** Opening Extracted data block **

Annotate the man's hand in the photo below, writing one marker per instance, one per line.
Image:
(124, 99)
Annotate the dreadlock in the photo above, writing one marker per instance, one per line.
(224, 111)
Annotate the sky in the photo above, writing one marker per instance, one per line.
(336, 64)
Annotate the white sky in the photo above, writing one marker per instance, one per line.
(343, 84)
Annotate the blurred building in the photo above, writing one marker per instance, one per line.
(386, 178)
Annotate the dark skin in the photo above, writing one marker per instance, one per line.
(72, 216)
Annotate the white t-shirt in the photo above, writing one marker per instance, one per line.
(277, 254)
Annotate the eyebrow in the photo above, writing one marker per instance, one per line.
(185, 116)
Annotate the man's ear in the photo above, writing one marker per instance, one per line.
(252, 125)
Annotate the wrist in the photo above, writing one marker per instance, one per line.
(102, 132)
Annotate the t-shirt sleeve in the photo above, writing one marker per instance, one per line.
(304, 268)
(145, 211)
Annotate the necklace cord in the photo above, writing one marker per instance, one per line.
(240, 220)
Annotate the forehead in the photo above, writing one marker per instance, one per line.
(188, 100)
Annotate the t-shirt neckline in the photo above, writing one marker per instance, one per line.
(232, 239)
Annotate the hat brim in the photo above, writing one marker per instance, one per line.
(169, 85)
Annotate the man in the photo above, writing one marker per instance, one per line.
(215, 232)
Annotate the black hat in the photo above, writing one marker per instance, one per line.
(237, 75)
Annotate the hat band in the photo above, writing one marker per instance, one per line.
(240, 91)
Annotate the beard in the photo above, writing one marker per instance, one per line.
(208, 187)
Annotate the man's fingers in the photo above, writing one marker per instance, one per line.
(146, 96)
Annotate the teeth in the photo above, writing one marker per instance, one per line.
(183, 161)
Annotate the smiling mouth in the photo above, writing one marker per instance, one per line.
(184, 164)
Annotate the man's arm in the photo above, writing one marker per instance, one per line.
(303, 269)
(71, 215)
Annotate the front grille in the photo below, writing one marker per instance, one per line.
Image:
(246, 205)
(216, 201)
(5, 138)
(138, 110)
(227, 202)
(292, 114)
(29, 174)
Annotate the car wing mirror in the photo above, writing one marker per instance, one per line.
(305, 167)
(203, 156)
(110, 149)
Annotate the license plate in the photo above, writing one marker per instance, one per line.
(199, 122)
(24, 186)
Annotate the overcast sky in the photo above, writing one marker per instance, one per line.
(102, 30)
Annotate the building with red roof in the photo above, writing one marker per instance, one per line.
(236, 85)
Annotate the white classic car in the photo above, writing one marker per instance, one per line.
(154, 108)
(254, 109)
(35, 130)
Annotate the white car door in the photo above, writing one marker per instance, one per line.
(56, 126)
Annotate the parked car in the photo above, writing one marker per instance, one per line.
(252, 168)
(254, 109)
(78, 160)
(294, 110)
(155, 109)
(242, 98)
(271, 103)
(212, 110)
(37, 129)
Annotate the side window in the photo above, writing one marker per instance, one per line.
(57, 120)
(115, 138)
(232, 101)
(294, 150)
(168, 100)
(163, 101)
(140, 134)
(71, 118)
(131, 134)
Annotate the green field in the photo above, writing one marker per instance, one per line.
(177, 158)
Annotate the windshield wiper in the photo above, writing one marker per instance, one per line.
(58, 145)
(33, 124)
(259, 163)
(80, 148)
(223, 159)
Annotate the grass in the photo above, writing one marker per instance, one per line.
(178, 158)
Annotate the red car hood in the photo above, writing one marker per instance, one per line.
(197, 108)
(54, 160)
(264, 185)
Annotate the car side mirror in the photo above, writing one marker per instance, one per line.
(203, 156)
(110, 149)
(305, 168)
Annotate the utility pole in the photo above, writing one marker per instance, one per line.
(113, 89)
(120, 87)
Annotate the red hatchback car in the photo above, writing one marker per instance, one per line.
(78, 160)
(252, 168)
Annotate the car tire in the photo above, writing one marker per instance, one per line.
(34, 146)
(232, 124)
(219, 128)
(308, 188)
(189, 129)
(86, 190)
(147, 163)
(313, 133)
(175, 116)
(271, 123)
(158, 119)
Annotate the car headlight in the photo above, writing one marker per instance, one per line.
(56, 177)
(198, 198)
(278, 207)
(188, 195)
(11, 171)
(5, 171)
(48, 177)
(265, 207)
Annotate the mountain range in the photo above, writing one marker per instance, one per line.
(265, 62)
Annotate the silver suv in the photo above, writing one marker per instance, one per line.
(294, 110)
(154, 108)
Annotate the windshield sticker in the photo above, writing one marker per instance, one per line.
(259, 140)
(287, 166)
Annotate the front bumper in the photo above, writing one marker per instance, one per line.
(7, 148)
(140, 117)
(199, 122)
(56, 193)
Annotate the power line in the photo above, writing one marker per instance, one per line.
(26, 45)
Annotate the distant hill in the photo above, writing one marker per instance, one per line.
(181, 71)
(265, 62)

** Closing Extracted data block **

#### [Problem]
Give only the count of lines in this material that contain the string "below".

#### [Task response]
2